— Start of DATA ENTRIES —

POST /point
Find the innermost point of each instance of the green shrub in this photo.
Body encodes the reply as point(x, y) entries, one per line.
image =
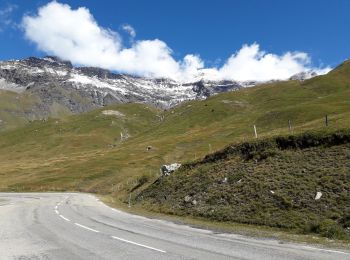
point(327, 228)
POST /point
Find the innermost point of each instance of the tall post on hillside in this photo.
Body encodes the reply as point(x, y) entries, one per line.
point(255, 132)
point(290, 125)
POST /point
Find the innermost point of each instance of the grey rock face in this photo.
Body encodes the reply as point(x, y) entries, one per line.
point(57, 82)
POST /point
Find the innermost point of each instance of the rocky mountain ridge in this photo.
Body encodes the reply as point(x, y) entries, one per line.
point(50, 75)
point(57, 87)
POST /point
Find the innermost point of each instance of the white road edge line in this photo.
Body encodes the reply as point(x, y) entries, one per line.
point(325, 250)
point(82, 226)
point(137, 244)
point(66, 219)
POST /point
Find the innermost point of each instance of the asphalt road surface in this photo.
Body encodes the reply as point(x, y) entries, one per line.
point(79, 226)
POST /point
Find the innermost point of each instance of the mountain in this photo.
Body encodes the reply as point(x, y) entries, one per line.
point(304, 75)
point(117, 150)
point(81, 89)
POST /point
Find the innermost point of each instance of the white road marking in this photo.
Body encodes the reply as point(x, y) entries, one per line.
point(325, 250)
point(82, 226)
point(66, 219)
point(137, 244)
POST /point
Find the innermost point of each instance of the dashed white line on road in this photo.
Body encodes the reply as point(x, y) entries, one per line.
point(137, 244)
point(66, 219)
point(82, 226)
point(325, 250)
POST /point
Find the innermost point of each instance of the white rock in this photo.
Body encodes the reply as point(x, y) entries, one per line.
point(318, 195)
point(170, 168)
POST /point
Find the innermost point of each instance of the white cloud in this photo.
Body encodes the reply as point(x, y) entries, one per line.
point(5, 16)
point(130, 30)
point(75, 35)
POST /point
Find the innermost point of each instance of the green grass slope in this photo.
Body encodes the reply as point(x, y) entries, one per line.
point(271, 182)
point(84, 152)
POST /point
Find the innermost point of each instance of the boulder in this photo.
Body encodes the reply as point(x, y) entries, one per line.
point(166, 170)
point(318, 195)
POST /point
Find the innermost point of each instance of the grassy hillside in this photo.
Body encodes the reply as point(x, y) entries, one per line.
point(85, 152)
point(271, 182)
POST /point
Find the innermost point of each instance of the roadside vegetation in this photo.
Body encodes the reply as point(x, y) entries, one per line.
point(119, 152)
point(297, 182)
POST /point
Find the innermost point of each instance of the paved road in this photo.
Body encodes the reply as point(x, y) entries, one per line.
point(78, 226)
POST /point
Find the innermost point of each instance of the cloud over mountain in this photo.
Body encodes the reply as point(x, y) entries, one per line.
point(75, 35)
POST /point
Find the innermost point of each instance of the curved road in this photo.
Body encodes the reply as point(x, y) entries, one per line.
point(78, 226)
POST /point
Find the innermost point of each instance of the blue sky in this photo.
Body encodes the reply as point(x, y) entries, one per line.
point(213, 30)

— End of DATA ENTRIES —

§ TASK GOAL
Rewrite every line of the entries above as a numbered list, skipping blank lines and leaving out any pictures.

§ OUTPUT
1. POST /point
2. Find the innermost point of each instance of the green shrub in this photo.
3. Body encodes the reply as point(x, y) entries, one per line.
4. image =
5. point(327, 228)
6. POST /point
7. Find the innermost point of each instance of the tall post on hillside in this photo.
8. Body encodes the reply as point(x, y) entries, one per line.
9. point(255, 132)
10. point(290, 125)
11. POST /point
12. Find the innermost point of each instance of the grey rock face in this photo.
13. Body encodes the reply as point(x, y) entries, one per line.
14. point(57, 82)
15. POST /point
16. Find the innermost point of each instance of the rocky mountain ridge in this photo.
17. Body encodes the reply as point(x, y) entries, one per line.
18. point(50, 75)
19. point(57, 87)
20. POST /point
21. Find the innermost point of each instance of the white road edge line in this photo.
22. Body encodes the reply as point(x, y) entries, one per line.
23. point(325, 250)
24. point(82, 226)
25. point(137, 244)
26. point(66, 219)
27. POST /point
28. Find the innermost point of each instance of the asphalt road surface in this photo.
29. Body encodes the reply as point(x, y) entries, one per line.
30. point(79, 226)
31. POST /point
32. Find the innermost point of each instance of the mountain in this photo.
33. Body encodes the reply as point(x, y) entries, one per line.
34. point(304, 75)
35. point(117, 150)
36. point(81, 89)
37. POST /point
38. Find the innermost point of each instance of the white road marking in this photo.
39. Body encodes the reply as point(x, y) entries, one per line.
40. point(325, 250)
41. point(82, 226)
42. point(66, 219)
43. point(137, 244)
44. POST /point
45. Find the innermost point of each instance of the dashed white line on road in this photo.
46. Body encodes the reply as point(x, y) entries, one per line.
47. point(137, 244)
48. point(66, 219)
49. point(82, 226)
50. point(325, 250)
51. POST /point
52. Find the innermost point of each instance of the white rock in this photo.
53. Body encodes the reply as point(x, y) entries, one per line.
54. point(318, 195)
55. point(170, 168)
56. POST /point
57. Find the innermost point of each instance of the white cloud in this photo.
58. Body encodes the reply as point(x, y) entries, one per line.
59. point(5, 16)
60. point(130, 30)
61. point(75, 35)
62. POST /point
63. Find the innermost point of each instance of the green grass slope in this photo.
64. Body encodes the reply as point(x, y) entries, one per line.
65. point(271, 182)
66. point(84, 152)
67. POST /point
68. Find the innermost point of each instance of the boulder in this photo.
69. Body encodes the reply as point(x, y) entries, one per line.
70. point(166, 170)
71. point(318, 195)
72. POST /point
73. Find the innermost point of each instance of the grassy hillside in this photo.
74. Body encodes the reply as point(x, y) entries, one per line.
75. point(85, 152)
76. point(271, 182)
77. POST /point
78. Find the innermost point of each instance of the roadside vegetation in this photo.
79. Body encodes the reply as point(x, y) entries, one per line.
80. point(119, 152)
81. point(297, 182)
82. POST /point
83. Find the innermost point of each instance of the paved road in this photo.
84. Body encodes the reply as point(x, y) entries, one per line.
85. point(78, 226)
86. POST /point
87. Find the innermost point of each instance of the cloud over mountain in this photo.
88. Body encodes the reply as point(x, y) entries, one per line.
89. point(75, 35)
90. POST /point
91. Find the innermost point of each instance of the curved road in this photo.
92. Body encodes the reply as point(x, y) entries, one per line.
93. point(78, 226)
94. POST /point
95. Find the innermost point of each instance of the blue sky in this photo.
96. Body encodes the reply as point(x, y) entries, one per line.
97. point(213, 30)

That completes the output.